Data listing
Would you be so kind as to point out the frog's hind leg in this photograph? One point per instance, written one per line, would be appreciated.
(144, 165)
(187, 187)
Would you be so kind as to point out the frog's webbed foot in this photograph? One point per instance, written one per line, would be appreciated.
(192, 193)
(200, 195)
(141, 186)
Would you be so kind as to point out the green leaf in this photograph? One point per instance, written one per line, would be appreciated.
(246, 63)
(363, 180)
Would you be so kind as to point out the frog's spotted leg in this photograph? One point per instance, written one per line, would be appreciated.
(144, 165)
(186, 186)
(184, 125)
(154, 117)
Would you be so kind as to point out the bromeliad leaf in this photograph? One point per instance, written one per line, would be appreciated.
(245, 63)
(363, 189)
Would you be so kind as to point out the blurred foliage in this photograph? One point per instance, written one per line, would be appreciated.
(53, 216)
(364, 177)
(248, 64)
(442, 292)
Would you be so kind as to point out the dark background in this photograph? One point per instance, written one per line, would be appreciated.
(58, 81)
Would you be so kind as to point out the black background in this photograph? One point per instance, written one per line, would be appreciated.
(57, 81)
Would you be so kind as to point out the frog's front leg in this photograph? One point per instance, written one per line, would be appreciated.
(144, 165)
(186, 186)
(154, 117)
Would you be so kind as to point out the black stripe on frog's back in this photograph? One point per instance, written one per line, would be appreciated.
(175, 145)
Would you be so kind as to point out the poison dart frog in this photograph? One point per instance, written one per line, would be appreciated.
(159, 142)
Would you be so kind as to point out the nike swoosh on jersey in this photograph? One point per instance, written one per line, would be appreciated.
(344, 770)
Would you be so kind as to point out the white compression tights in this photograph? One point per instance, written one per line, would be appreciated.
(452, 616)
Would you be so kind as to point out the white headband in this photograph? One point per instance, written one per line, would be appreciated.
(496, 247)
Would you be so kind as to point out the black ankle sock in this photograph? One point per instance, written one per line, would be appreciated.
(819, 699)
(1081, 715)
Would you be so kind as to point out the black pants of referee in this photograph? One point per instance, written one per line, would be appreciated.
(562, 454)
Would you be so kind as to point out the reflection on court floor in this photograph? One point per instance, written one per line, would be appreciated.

Task objective
Rewrite the stretch of the listing from the line containing "Would you be so kind as to point out the green" through the line containing "(1081, 715)" as a Markdown table with the columns Row and Line, numbering each line in Row and leaving out blank lines.

Solved exercise
| Row | Line |
|---|---|
| 1 | Would you be so kind as to point out the green leaf in this photograph? One point per instance, written one per line, would be appreciated. |
| 2 | (246, 63) |
| 3 | (363, 180) |
| 4 | Would you be so kind as to point out the frog's spotted leg in this photograph? One point per instance, written one per line, would be appreciated. |
| 5 | (144, 165) |
| 6 | (186, 186) |
| 7 | (184, 125) |
| 8 | (154, 117) |
| 9 | Would you be so kind as to point out the bromeliad leaf in this photograph? One point per instance, written one per line, would be appreciated. |
| 10 | (245, 63) |
| 11 | (363, 189) |
| 12 | Would you be so kind as to point out the blurred foliage in this photograph? One point per instance, written one per line, would be appreciated. |
| 13 | (53, 216) |
| 14 | (364, 177) |
| 15 | (248, 64) |
| 16 | (442, 292) |
| 17 | Would you be so kind as to point out the dark background in this photograph? One point per instance, written one per line, would be appreciated. |
| 18 | (58, 81) |
| 19 | Would you be so kind as to point out the black background in this photograph? One point per instance, written one per line, would be appreciated. |
| 20 | (57, 81) |
| 21 | Would you be so kind as to point out the frog's front leg in this photograph? One point per instance, written one per line, would be appreciated. |
| 22 | (144, 165) |
| 23 | (186, 186) |
| 24 | (154, 117) |
| 25 | Would you be so kind as to point out the black stripe on frog's back in this photograph? One point per instance, written one per line, would be appreciated. |
| 26 | (175, 145) |
| 27 | Would you be so kind as to point out the poison dart frog in this photograph? One point per instance, written one per line, would be appreciated. |
| 28 | (159, 142) |
| 29 | Would you be so kind as to point out the nike swoosh on jersey in this photograph? One point per instance, written one per line, would be appreciated. |
| 30 | (344, 770) |
| 31 | Would you be so kind as to point out the white compression tights in this photograph? One point per instance, written one per line, would be appreciated. |
| 32 | (452, 616) |
| 33 | Would you be so kind as to point out the white headband in this photograph? One point per instance, written one per line, would be appreciated. |
| 34 | (496, 247) |
| 35 | Would you be so kind as to point out the black ankle sock in this photograph? One point per instance, written one per line, would be appreciated. |
| 36 | (819, 699) |
| 37 | (1081, 715) |